[Labeled region records]
───

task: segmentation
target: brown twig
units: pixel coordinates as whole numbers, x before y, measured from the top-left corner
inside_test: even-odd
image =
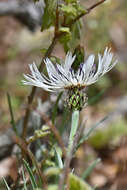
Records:
[[[93,4],[92,6],[90,6],[89,8],[86,9],[85,13],[81,13],[80,15],[78,15],[74,20],[72,20],[69,24],[68,27],[71,27],[77,20],[79,20],[81,17],[89,14],[94,8],[96,8],[97,6],[99,6],[100,4],[104,3],[106,0],[101,0],[98,3]]]
[[[63,156],[66,155],[66,150],[65,150],[65,145],[63,143],[63,140],[59,134],[59,131],[57,130],[57,128],[53,125],[53,123],[51,122],[51,120],[42,112],[39,112],[40,115],[42,116],[43,120],[47,123],[47,125],[50,127],[51,131],[53,132],[53,134],[55,135],[61,149],[63,152]]]
[[[84,15],[88,14],[91,12],[91,10],[93,10],[95,7],[99,6],[100,4],[104,3],[106,0],[101,0],[98,3],[95,3],[94,5],[90,6],[89,8],[87,8],[87,12],[86,13],[82,13],[80,15],[78,15],[73,21],[71,21],[71,23],[69,23],[69,26],[71,27],[77,20],[79,20],[81,17],[83,17]],[[54,31],[54,38],[52,40],[51,45],[49,46],[44,58],[41,61],[41,64],[39,66],[39,71],[41,72],[43,69],[43,64],[44,64],[44,59],[46,57],[49,57],[57,40],[59,39],[59,37],[62,35],[61,33],[58,32],[58,27],[59,27],[59,12],[58,12],[58,4],[57,4],[57,8],[56,8],[56,23],[55,23],[55,31]],[[36,87],[32,87],[32,91],[31,94],[28,97],[28,105],[26,108],[26,113],[24,116],[24,122],[23,122],[23,132],[22,132],[22,138],[26,138],[27,135],[27,125],[28,125],[28,120],[29,120],[29,115],[30,115],[30,106],[33,102],[34,99],[34,95],[36,92]]]
[[[44,189],[47,190],[47,179],[46,176],[41,172],[41,169],[36,161],[36,158],[34,157],[33,153],[31,152],[31,150],[28,148],[28,146],[26,145],[26,143],[17,136],[14,136],[14,141],[15,143],[21,148],[21,150],[26,154],[27,158],[29,158],[32,163],[36,166],[37,169],[37,174],[38,176],[41,178],[42,182],[43,182],[43,186]]]

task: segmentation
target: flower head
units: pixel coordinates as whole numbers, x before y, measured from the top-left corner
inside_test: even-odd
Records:
[[[72,64],[75,56],[67,53],[64,64],[53,64],[50,59],[45,59],[48,76],[40,73],[36,64],[31,64],[31,75],[24,75],[26,80],[23,84],[43,88],[46,91],[57,92],[64,89],[79,90],[98,81],[105,73],[110,71],[117,61],[113,61],[113,54],[110,49],[106,48],[103,55],[98,54],[98,65],[95,62],[95,56],[90,55],[88,59],[81,63],[78,70],[74,71]]]

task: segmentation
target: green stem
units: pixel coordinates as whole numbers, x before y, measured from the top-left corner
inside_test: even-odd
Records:
[[[70,137],[69,137],[69,146],[68,146],[69,152],[73,147],[74,138],[75,138],[77,128],[78,128],[78,122],[79,122],[79,111],[74,111],[72,113],[71,132],[70,132]]]
[[[9,111],[10,111],[10,116],[11,116],[11,125],[17,135],[18,133],[17,133],[17,129],[16,129],[16,124],[15,124],[14,114],[13,114],[12,104],[11,104],[11,97],[10,97],[9,93],[7,93],[7,100],[8,100],[8,106],[9,106]]]

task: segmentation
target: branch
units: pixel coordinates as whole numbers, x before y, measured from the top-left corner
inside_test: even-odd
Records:
[[[77,20],[79,20],[81,17],[89,14],[94,8],[96,8],[97,6],[101,5],[102,3],[104,3],[106,0],[101,0],[98,3],[93,4],[92,6],[90,6],[89,8],[86,9],[85,13],[81,13],[80,15],[78,15],[74,20],[72,20],[68,26],[72,26]]]
[[[100,4],[104,3],[104,1],[106,1],[106,0],[102,0],[102,1],[100,1],[100,2],[98,2],[98,3],[96,3],[96,4],[94,4],[94,5],[92,5],[91,7],[89,7],[89,8],[87,9],[87,13],[81,14],[81,15],[79,15],[78,17],[76,17],[76,18],[69,24],[69,26],[73,25],[80,17],[82,17],[82,16],[84,16],[84,15],[90,13],[91,10],[94,9],[95,7],[97,7],[97,6],[99,6]],[[56,9],[56,25],[55,25],[55,31],[54,31],[54,38],[53,38],[52,43],[51,43],[51,45],[49,46],[49,48],[48,48],[48,50],[47,50],[47,52],[46,52],[46,54],[45,54],[45,56],[44,56],[44,58],[43,58],[42,61],[41,61],[41,64],[40,64],[40,66],[39,66],[39,71],[40,71],[40,72],[42,72],[42,68],[43,68],[43,64],[44,64],[44,59],[45,59],[46,57],[49,57],[49,56],[50,56],[50,54],[51,54],[51,52],[52,52],[52,50],[53,50],[53,48],[54,48],[54,46],[55,46],[55,44],[56,44],[56,41],[59,39],[59,37],[60,37],[61,35],[63,35],[63,34],[61,34],[61,33],[57,33],[57,32],[56,32],[56,31],[57,31],[57,28],[58,28],[58,24],[59,24],[59,13],[58,13],[58,9]],[[32,104],[32,102],[33,102],[33,98],[34,98],[35,92],[36,92],[36,87],[34,86],[34,87],[32,88],[32,92],[31,92],[30,96],[28,97],[28,106],[27,106],[27,108],[26,108],[26,114],[25,114],[25,117],[24,117],[23,133],[22,133],[22,137],[23,137],[24,139],[26,138],[26,135],[27,135],[27,124],[28,124],[28,119],[29,119],[29,114],[30,114],[30,106],[31,106],[31,104]]]
[[[56,44],[56,41],[57,41],[57,37],[55,36],[52,40],[52,43],[51,45],[49,46],[44,58],[42,59],[41,61],[41,64],[39,66],[39,71],[42,72],[42,69],[43,69],[43,64],[44,64],[44,59],[46,57],[49,57],[55,44]],[[29,120],[29,115],[30,115],[30,106],[33,102],[33,99],[34,99],[34,95],[35,95],[35,92],[36,92],[36,87],[32,87],[32,91],[31,91],[31,94],[29,95],[28,97],[28,105],[27,105],[27,108],[26,108],[26,113],[25,113],[25,117],[24,117],[24,122],[23,122],[23,133],[22,133],[22,137],[25,139],[26,138],[26,135],[27,135],[27,124],[28,124],[28,120]]]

───

=== Exercise ===
Please pull out every line of the entries above that contains the word "target". Treat uppercase and lowercase as different.

=== Answer to this exercise ===
target: brown twig
target: flower head
target: green stem
target: branch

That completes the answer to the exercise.